== PROBLEM SET ==
1. In the blog post on poetry contests and young poets, who is named as giving Coleridge his yearly grants?
2. Continue the blog post on poetry contests and young poets, picking up right after its final sentence.

== SOURCE PASSAGE ==
----
I decided to kick my response to Hannah’s comment (in the previous post) up to the top level of the blog. So here it is:
"Second, young writers often benefit from having an established relationship with a press or a publisher that believes in their work. You can’t bind the hands of editors (who make little or no money off poetry) by restricting which young poets they allow into their contests, whether or not those young poets have some “connection” to that editor in the past or to the judge. To do so would create a situation where young poets would publish only in periodicals that couldn’t possibly subsequently aid them in publishing a first or second collection of verse."
Steering clear of the silly Foetry witch-hunts, I'm still curious about some of your statements. Can you elaborate on what you mean by the one above? Specifically on the correlation between not entering contests where you know the judge and publishing only in periodicals? Just curious to know what you’re really getting at here.
-H
Posted by: Hannah | December 01, 2005
Hey Hannah – good to see you blogging again. Well, I hadn’t meant to sound mysterious.
Why would I, as a young poet, submit to journal X for periodical publication, if I knew that journal X also ran a first book contest I’d like to apply for one day (and under the Foetry paradigm, be categorically excluded from)?
Why would I, as an editor, publish a young poet, if I thought they might one submit to a contest I ran, (one which, under the Foetry paradigm, be categorically excluded from them)?
There’s just a pointless tension there that flies in the face of building relationships between publishers and writers. Historically, you’d often see publishers (and/or local/independent bookstores) “finding” an author or a poet and encouraging their work. The publisher benefits by getting an inside track on promising books (Rainer and Unwin did pretty well to pick up Tolkien when he only had The Hobbit and some odd manuscripts). The writer benefits by having a publisher who might be willing to entertain more uncertain or daring manuscripts, as well as provide guidance, potential readers and editors, etc. Basically, it comes down to the publisher believing in the author’s work to the extent that they want to establish a personal relationship with them. (This has ties to the whole patronage model you might find in the 1800s (think of Coleridge getting his yearly grants from Wedgewood.))
----
== INFORMATION SUPPLIED ==
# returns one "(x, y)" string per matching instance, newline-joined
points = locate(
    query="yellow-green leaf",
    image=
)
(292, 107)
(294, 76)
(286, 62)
----
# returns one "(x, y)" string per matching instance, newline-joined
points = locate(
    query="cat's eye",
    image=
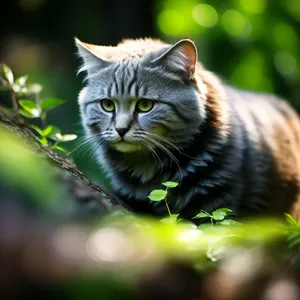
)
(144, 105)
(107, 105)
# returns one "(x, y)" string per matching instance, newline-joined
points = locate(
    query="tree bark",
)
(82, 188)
----
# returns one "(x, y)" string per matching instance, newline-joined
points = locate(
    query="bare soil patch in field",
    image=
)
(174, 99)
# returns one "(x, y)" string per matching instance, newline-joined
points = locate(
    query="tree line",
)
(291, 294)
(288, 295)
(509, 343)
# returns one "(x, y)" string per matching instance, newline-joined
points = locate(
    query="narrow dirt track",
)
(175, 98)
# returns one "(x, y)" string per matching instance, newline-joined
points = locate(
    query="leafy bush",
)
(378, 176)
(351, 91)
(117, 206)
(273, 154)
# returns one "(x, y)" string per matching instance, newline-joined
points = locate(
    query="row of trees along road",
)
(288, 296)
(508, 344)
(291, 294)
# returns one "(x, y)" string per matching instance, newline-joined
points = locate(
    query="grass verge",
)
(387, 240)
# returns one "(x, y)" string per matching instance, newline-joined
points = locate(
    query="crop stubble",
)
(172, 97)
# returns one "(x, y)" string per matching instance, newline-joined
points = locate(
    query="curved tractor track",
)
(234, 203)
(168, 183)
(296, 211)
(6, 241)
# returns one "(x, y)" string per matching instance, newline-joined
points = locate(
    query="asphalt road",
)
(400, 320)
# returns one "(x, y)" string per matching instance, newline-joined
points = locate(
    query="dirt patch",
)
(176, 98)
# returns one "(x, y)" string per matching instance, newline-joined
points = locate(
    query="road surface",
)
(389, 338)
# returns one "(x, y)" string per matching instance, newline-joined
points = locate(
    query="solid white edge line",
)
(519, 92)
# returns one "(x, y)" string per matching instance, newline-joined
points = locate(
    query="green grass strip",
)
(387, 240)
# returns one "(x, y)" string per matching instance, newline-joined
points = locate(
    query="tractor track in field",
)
----
== RESULTS ==
1. Wedgewood

2.
Hmm. Let’s take a step back and look at this in light of those first-book contests, which for young poets are the primary route for initial (and hence all subsequent) book-level publication.
The Foetry paradigm is based on a false idea of meritocracy; it assumes one over-arching “aesthetic” and the relative “equal worth” of all manuscripts (submitted to that aesthetic) such that all manuscript submitters have a “fair chance” which can be grossly impacted by “prior contact” between other submitters and the press and/or judge. As the quotes indicate, there are a fair number of assumptions here.
First off, not all contests are “equal” in the sense that they’re interchangeable – each press/contest will have its own aesthetic and will pick a judge with a comparable aesthetic (or in the case of something like BAP, an editor who will import their aesthetic to flavor that year’s selections. Obviously, all manuscripts submitted to any given press/judge will not have an equal chance of publication; some manuscripts will be dismissed for lying to far afield from the judge’s sensibilities/aesthetic, or from press’s sensibility/aesthetic. Yet no one is calling for reading fees to be returned to individuals who simply make bad choices in which contests they apply to; nor is anyone calling for reading fees to be returned to people who submit their completely incompetently written poetry to a judge with an otherwise comparable aesthetic. I could send my good lyrical poems or my awful language poems to contests run by or affiliated with the Bernstein circle all the live-long day – those poems are not going to win any prizes; this isn’t like doing an ice-skating routine in different contest venues. In reality, the reading fees are not only there to subsidize the contest, they’re there to discourage people from flooding contests with inappropriate or substandard manuscripts.
Arguendo, let’s skip this first problem and just assume we’re actually dealing with a viable manuscript – a submission of high quality poems within the press and judge aesthetic. The next issue is how much and what kind of “prior contact” must exist to bias the contest in such a way as to render it a grossly unfair contest (or a “non-contest”) for my viable submitter. That’s far more subjective.
On one hand it seems that if a judge or a press picks a manuscript of someone known to that judge or to that press, there’s at least the chance that bias has operated in favor of that known person. But there are a number of problem with this assumption.
There is the possibility of bias working *against* “known persons” – perhaps the judge is nervous selecting someone they know but feels that, hands down, that person clearly has sent in the best manuscript. In the case of a tie-breaker, that bias could work against the “known” party.
There’s also the possibility that the judge does not know that a particular manuscript is authored by someone they know. (Keep in mind all names are removed from the manuscripts, so that the judge would have to correctly ID one of the poems in it to discover the author of the manuscript.)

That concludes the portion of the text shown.